Segmentation mask data |
···
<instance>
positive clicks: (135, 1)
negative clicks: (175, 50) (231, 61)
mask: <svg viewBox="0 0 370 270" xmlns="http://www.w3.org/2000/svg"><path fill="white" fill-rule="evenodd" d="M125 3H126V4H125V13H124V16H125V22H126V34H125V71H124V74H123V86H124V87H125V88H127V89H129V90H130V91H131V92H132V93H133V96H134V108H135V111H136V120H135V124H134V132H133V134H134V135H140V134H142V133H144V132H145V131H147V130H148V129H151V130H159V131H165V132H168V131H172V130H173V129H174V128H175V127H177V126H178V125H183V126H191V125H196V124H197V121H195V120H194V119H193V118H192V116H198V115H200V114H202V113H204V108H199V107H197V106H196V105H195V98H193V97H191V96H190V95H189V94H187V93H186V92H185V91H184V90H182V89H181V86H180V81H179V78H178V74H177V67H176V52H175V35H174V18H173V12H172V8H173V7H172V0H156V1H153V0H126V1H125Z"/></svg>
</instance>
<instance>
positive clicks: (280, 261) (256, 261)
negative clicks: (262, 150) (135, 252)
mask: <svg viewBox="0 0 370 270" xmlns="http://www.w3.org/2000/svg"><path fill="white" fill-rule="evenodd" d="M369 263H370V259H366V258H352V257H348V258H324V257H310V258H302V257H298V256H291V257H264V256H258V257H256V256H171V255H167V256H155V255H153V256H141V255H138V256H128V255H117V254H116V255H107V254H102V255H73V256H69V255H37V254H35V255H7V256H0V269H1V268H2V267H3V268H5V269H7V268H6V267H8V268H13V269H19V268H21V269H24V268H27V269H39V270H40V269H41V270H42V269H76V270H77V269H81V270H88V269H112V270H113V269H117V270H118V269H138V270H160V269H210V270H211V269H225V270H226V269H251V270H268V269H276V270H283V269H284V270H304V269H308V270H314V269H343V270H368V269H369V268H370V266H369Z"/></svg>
···
Exercise | Copy every line of the entries above with no changes.

Reply |
<instance>
positive clicks: (135, 1)
negative clicks: (175, 50) (231, 61)
mask: <svg viewBox="0 0 370 270" xmlns="http://www.w3.org/2000/svg"><path fill="white" fill-rule="evenodd" d="M125 3H126V4H125V13H124V16H125V22H126V34H125V71H124V74H123V86H124V87H125V88H127V89H129V90H130V91H131V92H132V93H133V96H134V108H135V111H136V120H135V124H134V132H133V134H134V135H140V134H142V133H144V132H145V131H147V130H148V129H151V130H159V131H165V132H168V131H172V130H173V129H174V128H175V127H177V126H178V125H183V126H191V125H196V124H197V121H195V120H194V119H193V118H192V116H198V115H200V114H202V113H204V108H199V107H197V106H196V105H195V98H193V97H191V96H190V95H189V94H187V93H186V92H185V91H184V90H182V89H181V86H180V81H179V78H178V74H177V67H176V52H175V35H174V18H173V12H172V8H173V7H172V0H156V1H153V0H126V1H125Z"/></svg>
</instance>
<instance>
positive clicks: (280, 261) (256, 261)
negative clicks: (262, 150) (135, 252)
mask: <svg viewBox="0 0 370 270" xmlns="http://www.w3.org/2000/svg"><path fill="white" fill-rule="evenodd" d="M369 263H370V259H366V258H352V257H348V258H324V257H310V258H302V257H298V256H291V257H264V256H258V257H256V256H171V255H167V256H155V255H153V256H141V255H138V256H128V255H117V254H116V255H107V254H102V255H73V256H69V255H37V254H35V255H7V256H0V269H1V268H2V267H3V268H5V269H7V268H6V267H8V268H13V269H19V268H21V269H24V268H27V269H39V270H40V269H41V270H42V269H76V270H77V269H81V270H88V269H112V270H113V269H117V270H118V269H138V270H160V269H210V270H211V269H225V270H226V269H251V270H268V269H276V270H283V269H284V270H304V269H308V270H314V269H343V270H368V269H369V268H370V266H369Z"/></svg>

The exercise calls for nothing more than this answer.